[Rows from a data collection]
※

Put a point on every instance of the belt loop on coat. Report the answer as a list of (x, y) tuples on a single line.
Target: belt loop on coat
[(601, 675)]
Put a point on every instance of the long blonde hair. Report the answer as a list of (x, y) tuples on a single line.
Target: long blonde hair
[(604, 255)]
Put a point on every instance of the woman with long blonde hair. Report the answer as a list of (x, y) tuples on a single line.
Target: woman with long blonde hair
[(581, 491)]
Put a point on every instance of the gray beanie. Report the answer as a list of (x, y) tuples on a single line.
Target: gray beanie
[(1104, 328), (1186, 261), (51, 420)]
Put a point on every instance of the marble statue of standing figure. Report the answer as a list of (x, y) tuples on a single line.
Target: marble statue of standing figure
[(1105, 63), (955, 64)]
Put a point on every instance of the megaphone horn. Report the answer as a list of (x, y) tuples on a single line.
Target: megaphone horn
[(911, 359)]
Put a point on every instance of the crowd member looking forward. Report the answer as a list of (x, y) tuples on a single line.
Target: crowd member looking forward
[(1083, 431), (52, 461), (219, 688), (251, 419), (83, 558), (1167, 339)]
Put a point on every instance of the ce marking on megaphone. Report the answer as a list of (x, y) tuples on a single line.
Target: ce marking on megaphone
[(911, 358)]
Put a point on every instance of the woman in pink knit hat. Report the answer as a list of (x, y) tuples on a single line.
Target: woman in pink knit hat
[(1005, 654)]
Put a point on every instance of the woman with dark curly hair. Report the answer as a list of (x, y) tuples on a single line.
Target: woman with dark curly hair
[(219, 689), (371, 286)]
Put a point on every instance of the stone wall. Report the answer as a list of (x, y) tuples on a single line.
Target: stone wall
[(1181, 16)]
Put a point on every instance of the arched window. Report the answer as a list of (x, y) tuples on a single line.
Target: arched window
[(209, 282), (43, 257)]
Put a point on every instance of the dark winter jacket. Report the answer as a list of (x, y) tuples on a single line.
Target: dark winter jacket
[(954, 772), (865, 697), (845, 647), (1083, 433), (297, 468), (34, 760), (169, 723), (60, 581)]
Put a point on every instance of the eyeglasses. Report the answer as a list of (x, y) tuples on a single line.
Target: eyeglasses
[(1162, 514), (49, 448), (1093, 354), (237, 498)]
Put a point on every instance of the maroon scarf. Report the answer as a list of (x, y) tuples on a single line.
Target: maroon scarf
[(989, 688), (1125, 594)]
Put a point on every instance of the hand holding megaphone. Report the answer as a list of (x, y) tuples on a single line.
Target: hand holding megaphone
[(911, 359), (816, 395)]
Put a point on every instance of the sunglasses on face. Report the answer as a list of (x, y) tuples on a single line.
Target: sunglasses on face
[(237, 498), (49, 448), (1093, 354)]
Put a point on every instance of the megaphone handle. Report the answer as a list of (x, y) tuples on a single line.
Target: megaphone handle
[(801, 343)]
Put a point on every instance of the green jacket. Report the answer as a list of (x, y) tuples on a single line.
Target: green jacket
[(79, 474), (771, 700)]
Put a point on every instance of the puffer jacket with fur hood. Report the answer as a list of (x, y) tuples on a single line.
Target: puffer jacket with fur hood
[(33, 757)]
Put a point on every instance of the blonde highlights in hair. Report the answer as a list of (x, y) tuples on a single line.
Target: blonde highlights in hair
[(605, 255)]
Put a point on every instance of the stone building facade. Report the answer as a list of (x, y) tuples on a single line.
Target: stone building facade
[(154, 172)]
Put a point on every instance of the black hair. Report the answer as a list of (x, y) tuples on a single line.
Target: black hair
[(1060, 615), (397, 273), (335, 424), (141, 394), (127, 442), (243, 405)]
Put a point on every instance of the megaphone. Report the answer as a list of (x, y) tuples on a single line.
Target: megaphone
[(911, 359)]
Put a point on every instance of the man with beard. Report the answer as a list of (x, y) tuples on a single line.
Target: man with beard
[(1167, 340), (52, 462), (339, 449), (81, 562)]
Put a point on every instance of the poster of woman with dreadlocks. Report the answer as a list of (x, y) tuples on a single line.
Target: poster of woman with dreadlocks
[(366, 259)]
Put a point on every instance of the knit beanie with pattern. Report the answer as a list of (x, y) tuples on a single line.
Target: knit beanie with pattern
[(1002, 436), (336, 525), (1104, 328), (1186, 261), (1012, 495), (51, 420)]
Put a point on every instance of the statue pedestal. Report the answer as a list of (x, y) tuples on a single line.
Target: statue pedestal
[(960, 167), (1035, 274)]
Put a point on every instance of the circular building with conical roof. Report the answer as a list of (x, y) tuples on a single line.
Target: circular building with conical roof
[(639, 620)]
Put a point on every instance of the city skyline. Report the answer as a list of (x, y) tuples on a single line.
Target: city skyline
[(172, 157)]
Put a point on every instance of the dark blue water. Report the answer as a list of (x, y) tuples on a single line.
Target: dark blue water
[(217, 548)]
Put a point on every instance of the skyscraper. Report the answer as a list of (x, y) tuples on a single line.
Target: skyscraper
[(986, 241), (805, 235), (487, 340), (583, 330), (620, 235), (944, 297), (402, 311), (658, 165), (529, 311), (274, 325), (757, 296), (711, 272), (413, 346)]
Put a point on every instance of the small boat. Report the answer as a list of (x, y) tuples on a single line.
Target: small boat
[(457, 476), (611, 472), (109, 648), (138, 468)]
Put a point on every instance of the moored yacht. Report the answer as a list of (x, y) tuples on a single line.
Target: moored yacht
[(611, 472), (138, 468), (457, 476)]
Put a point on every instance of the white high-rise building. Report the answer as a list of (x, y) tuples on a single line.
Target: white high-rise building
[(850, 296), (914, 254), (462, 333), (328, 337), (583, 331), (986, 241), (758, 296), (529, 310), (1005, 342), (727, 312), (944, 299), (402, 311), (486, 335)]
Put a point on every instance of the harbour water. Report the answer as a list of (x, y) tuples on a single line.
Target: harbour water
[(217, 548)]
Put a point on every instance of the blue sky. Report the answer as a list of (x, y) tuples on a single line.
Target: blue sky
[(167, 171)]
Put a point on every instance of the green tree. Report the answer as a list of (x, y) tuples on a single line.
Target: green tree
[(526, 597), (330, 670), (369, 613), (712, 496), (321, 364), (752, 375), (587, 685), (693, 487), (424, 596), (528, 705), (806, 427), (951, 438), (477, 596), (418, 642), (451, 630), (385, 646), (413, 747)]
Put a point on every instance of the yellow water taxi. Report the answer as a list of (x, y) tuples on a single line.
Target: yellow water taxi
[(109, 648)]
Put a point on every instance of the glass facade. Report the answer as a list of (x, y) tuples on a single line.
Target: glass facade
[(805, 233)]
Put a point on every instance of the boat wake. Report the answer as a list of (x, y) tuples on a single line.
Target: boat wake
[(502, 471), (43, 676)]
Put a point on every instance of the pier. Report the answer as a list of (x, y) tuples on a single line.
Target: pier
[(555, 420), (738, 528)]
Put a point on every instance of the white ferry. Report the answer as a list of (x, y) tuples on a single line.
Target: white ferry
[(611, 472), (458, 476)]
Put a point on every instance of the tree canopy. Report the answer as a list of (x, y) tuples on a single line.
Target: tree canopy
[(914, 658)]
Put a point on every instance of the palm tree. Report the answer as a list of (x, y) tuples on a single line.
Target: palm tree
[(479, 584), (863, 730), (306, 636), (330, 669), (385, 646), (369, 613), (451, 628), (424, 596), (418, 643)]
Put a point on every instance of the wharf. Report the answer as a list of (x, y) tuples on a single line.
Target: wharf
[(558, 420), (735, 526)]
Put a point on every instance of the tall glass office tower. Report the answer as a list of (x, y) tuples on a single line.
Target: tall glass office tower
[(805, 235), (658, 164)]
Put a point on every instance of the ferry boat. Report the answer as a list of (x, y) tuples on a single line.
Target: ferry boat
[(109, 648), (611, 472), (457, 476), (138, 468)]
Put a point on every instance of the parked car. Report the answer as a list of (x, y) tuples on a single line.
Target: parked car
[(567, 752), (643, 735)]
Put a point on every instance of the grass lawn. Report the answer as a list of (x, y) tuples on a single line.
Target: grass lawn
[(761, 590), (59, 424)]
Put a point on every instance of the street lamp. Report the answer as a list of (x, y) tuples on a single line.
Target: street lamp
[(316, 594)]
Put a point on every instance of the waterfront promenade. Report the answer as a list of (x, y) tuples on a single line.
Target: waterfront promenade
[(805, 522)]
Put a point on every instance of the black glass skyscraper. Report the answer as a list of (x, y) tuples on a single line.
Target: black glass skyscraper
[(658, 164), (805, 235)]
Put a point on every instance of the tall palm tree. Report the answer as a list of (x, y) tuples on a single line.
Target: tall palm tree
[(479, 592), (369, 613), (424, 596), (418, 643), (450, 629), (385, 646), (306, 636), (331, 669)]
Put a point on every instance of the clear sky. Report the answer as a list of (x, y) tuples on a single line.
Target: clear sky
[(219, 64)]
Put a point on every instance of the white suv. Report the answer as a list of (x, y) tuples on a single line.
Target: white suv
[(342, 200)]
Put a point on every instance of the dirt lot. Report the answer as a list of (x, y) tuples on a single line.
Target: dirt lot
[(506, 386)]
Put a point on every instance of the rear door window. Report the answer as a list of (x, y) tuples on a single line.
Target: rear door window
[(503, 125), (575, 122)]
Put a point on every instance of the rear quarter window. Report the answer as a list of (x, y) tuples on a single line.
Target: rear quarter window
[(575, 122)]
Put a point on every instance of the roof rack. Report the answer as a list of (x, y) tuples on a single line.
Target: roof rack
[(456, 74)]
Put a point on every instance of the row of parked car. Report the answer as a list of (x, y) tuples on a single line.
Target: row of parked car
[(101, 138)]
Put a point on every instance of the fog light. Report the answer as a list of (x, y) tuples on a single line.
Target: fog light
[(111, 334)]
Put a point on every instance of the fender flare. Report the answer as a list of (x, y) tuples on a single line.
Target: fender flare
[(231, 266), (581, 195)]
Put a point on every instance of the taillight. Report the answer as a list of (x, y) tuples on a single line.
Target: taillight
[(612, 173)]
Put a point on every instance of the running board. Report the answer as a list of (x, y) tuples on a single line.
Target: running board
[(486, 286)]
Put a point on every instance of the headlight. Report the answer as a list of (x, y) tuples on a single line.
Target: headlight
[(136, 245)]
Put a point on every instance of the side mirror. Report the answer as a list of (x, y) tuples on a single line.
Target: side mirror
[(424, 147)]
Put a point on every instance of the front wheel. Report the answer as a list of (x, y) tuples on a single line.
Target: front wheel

※

Set task:
Please convert the lines above, starting at the line containing "Put a point on every instance of the marble" and ending at the line containing "[(911, 358)]", into a Markdown table with the columns Number and Line, leaving out blank lines.

Output:
| Number | Line |
|---|---|
| 1 | Put a point on every instance of the marble statue of standing figure. Report the answer as a list of (x, y) tuples on a single line. |
| 2 | Target: marble statue of standing figure |
| 3 | [(1105, 63), (955, 64)] |
| 4 | Put a point on every instance of the megaphone horn. Report the answer as a list of (x, y) tuples on a single line. |
| 5 | Target: megaphone horn |
| 6 | [(911, 359)] |
| 7 | Put a point on every instance of the crowd member looking forward. Report the answer as a list of (x, y) tuples on a single line. |
| 8 | Target: crowd member looking forward |
| 9 | [(1083, 431), (52, 461), (219, 688), (251, 419), (83, 558), (1167, 339)] |
| 10 | Put a point on every instance of the ce marking on megaphone. Report the answer as a list of (x, y) tuples on a single line. |
| 11 | Target: ce marking on megaphone |
| 12 | [(911, 358)] |